OBJECTIF DE L'EXERCICE: Présentez tous les items ci-dessous sous la forme d'une liste JSON de chaînes, à raison d'une chaîne par ligne et sans les lignes vides.

>>>>

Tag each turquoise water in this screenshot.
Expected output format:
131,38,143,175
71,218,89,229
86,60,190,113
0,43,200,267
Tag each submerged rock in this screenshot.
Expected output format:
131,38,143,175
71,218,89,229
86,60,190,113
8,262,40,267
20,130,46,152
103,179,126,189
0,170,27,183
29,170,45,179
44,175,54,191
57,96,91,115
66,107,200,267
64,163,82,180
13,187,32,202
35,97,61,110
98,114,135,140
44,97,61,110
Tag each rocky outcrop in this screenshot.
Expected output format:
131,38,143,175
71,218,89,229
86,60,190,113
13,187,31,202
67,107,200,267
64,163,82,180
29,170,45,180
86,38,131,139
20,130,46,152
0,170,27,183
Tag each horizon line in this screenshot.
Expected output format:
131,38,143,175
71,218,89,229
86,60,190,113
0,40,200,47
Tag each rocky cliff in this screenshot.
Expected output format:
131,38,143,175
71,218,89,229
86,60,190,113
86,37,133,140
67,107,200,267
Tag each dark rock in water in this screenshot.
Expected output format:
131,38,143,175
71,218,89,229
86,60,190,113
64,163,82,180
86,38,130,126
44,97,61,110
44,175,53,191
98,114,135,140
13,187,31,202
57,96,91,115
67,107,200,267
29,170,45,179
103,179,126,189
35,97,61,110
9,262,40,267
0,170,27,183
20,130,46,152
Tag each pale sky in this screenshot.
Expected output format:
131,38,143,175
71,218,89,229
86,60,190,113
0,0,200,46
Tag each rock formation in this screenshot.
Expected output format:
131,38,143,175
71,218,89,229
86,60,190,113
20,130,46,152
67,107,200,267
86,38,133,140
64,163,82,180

<<<<

RÉPONSE ATTENDUE:
[
  "Tag each turquoise water in this screenshot.",
  "Expected output format:",
  "131,38,143,175",
  "71,218,89,229",
  "86,60,190,113",
  "0,43,200,267",
  "Tag each submerged rock in this screenshot.",
  "Expected output format:",
  "131,38,143,175",
  "71,218,89,229",
  "86,60,190,113",
  "8,262,40,267",
  "20,130,46,152",
  "103,179,126,189",
  "0,170,27,183",
  "29,170,45,179",
  "44,175,54,191",
  "57,96,91,115",
  "66,107,200,267",
  "64,163,82,180",
  "13,187,32,202",
  "35,97,61,110",
  "98,114,135,140",
  "44,97,61,110",
  "Tag each rocky outcrop in this screenshot.",
  "Expected output format:",
  "131,38,143,175",
  "71,218,89,229",
  "86,60,190,113",
  "13,187,31,202",
  "67,107,200,267",
  "64,163,82,180",
  "29,170,45,180",
  "86,38,131,139",
  "20,130,46,152",
  "0,170,27,183",
  "Tag each horizon line in this screenshot.",
  "Expected output format:",
  "131,38,143,175",
  "71,218,89,229",
  "86,60,190,113",
  "0,40,200,47",
  "Tag each rocky cliff in this screenshot.",
  "Expected output format:",
  "131,38,143,175",
  "71,218,89,229",
  "86,60,190,113",
  "86,37,133,140",
  "67,107,200,267",
  "Tag each dark rock in water in this screenshot.",
  "Expected output format:",
  "131,38,143,175",
  "71,218,89,229",
  "86,60,190,113",
  "64,163,82,180",
  "86,38,130,126",
  "44,97,61,110",
  "44,175,53,191",
  "98,114,135,140",
  "13,187,31,202",
  "57,96,91,115",
  "67,107,200,267",
  "29,170,45,179",
  "103,179,126,189",
  "35,97,61,110",
  "9,262,40,267",
  "0,170,27,183",
  "20,130,46,152",
  "Tag each pale sky in this screenshot.",
  "Expected output format:",
  "131,38,143,175",
  "71,218,89,229",
  "86,60,190,113",
  "0,0,200,46",
  "Tag each rock formation in this screenshot.",
  "Expected output format:",
  "131,38,143,175",
  "71,218,89,229",
  "86,60,190,113",
  "20,130,46,152",
  "67,107,200,267",
  "86,38,133,140",
  "64,163,82,180"
]